> [GIVEN INFORMATION]
_____

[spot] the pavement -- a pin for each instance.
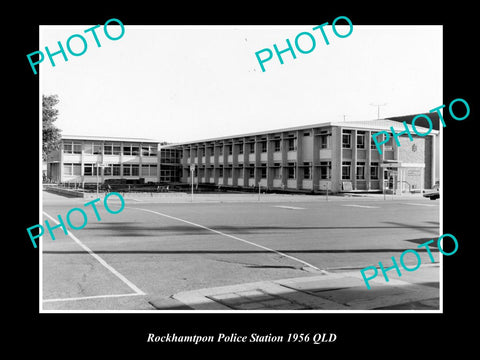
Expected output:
(326, 291)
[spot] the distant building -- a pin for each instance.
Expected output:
(88, 159)
(310, 158)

_____

> [EXERCISE DESCRIPTION] Word for word, give back each entry from above, but skip any picture.

> [RESPONSE FOR THIS EXERCISE]
[spot] the pavement -- a pin for each instance.
Expected output:
(326, 291)
[spot] the distant building -- a pin for each instance.
Expected output:
(88, 159)
(310, 158)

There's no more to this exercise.